**Aufgabenstellung**
Setzen Sie die Forumsdiskussion zum Angeln auf Texel im Anschluss an den letzten gezeigten Beitrag fort.

**Textauszug**
....................
# Angeln auf Texel



## Hennesee81 (18. Juni 2013)

Tag zusammen,

ich werde diesen Sommer einige Tage auf Texel in Holland sein. Kann man da auf Hecht und Barsch spinnen? Gibt es dort auf der Insel Süßwasser?
Wenn ja, wie sieht das mit dem Schein aus, muss ich einen Angelschein haben oder lediglich ne Tageskarte oder so kaufen?

Gruß und Dank!


----------



## argl (24. Juni 2013)

*AW: Angeln auf Texel*

Hallo,

du kannst gut am Leuchtturm auf's Pier gehen und Seebarsche fangen. 

Oder von Oudeschild mit der Rival auf Makrele und Plattfisch.


----------



## Hennesee81 (24. Juni 2013)

*AW: Angeln auf Texel*

Ich heiße nicht Dirk 

Aber danke für die Info. Wie sieht es mit Süßwasser aus?


----------



## j.Breithardt (24. Juni 2013)

*AW: Angeln auf Texel*

Bei Google gibt es eine Menge an Infos. Man muß sich nur mal etwas bemühen.


----------



## Hennesee81 (24. Juni 2013)

*AW: Angeln auf Texel*

Das habe ich schon getan. Dachte eher eventuell an Insider Tips, die eben nicht im Netz stehen.


----------



## derporto (24. Juni 2013)

*AW: Angeln auf Texel*

Stellt sich mir nur die Frage: Warum nach Texel um im Süßwasser zu angeln?

Wolfsbarsch, Platte (bis hin zu Seezunge), Makrelen, Hornis etc. 

Auf so einer Insel würde mich nichts, aber rein gar nichts, an einen See ziehen. Ab an den Strand!

Aber du wirst deine Gründe haben


----------



## Hennesee81 (25. Juni 2013)

*AW: Angeln auf Texel*

Ich bin mehr oder weniger gezwungen dort hin zu fahren. Hab auch keine Brandungsausrüstung da ich das nie mache und auch kein großes Interesse daran habe.
Da ich halt da bin, dachte ich könnte eventuell ein wenig angeln.


----------



## argl (25. Juni 2013)

*AW: Angeln auf Texel*

Wir fahren seit 8 Jahren nach Texel. Warum muss dich jemand zwingen auf diese schöne Insel zu fahren ? |gr: |supergri

Du triffst am Leuchtturm immer Angler. 
Fahre einfach mal dorthin und erkundige dich.


----------



## Hennesee81 (25. Juni 2013)

*AW: Angeln auf Texel*

Zwingen ist villeicht das falsche Wort. Hab ja nicht gesagt das die Insel nicht schön ist. 
Bin nur halt kein Bandungsangler und will für die Tage keine komplette Ausrüstung kaufen.


----------



## argl (25. Juni 2013)

*AW: Angeln auf Texel*

Ich gehe bei Ebbe auf's Pier. Aber nur mit Einheimischen, die kennen das Wasser genau.  Da brauchst du keine Brandungsausrüstung.
....................
**Gesammeltes Material**
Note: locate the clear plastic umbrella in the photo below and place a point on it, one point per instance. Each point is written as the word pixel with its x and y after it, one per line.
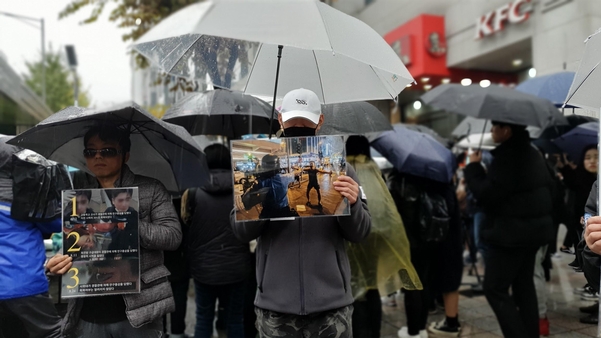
....................
**Gelöste Aufgabe**
----------



## argl (26. Juni 2013)

*AW: Angeln auf Texel*

Falls du mit Jaap und der Rival rausfahren möchtest, kannst du dir dort auch eine Angel leihen. Mitfahren kostet glaube 26,00 EUR , Angel 7,50 EUR und die Wattwürmer 5,00 EUR. 

Ist auf jeden Fall eine Fahrt wert.


----------



## Hennesee81 (26. Juni 2013)

*AW: Angeln auf Texel*

Klingt auch gut!


----------



## Ronacts (27. Juni 2013)

*AW: Angeln auf Texel*

Hallo
ich fahre auch in 3 Wochen dahin... habe aber noch eine Frage?
Geht man bei Ebbe oder Flut angeln und wie sehe ich das im Gezeitenkalender?

Gruß Ronny


----------



## Ronacts (30. Juni 2013)

*AW: Angeln auf Texel*

Vielleicht kann ja doch noch einer helfen??

Ich habe jetzt den Gezeitenkalender vom 15.07....


http://live.getij.nl/getij_resultaa...E&timezone=MET_DST&refplane=NAP&from=20130715

zu welcher Zeit gehe ich hier am besten angeln?
wäre schön wenn jemand helfen könnte.

Gruß Ronny


----------



## argl (15. Juli 2013)

*AW: Angeln auf Texel*

War schon jemand jetzt dort ?!


----------



## argl (14. August 2013)

*AW: Angeln auf Texel*

Kann niemand etwas erzählen ?

Ich mache im September ein Angeln Wochenende auf Texel


----------



## Ronacts (15. August 2013)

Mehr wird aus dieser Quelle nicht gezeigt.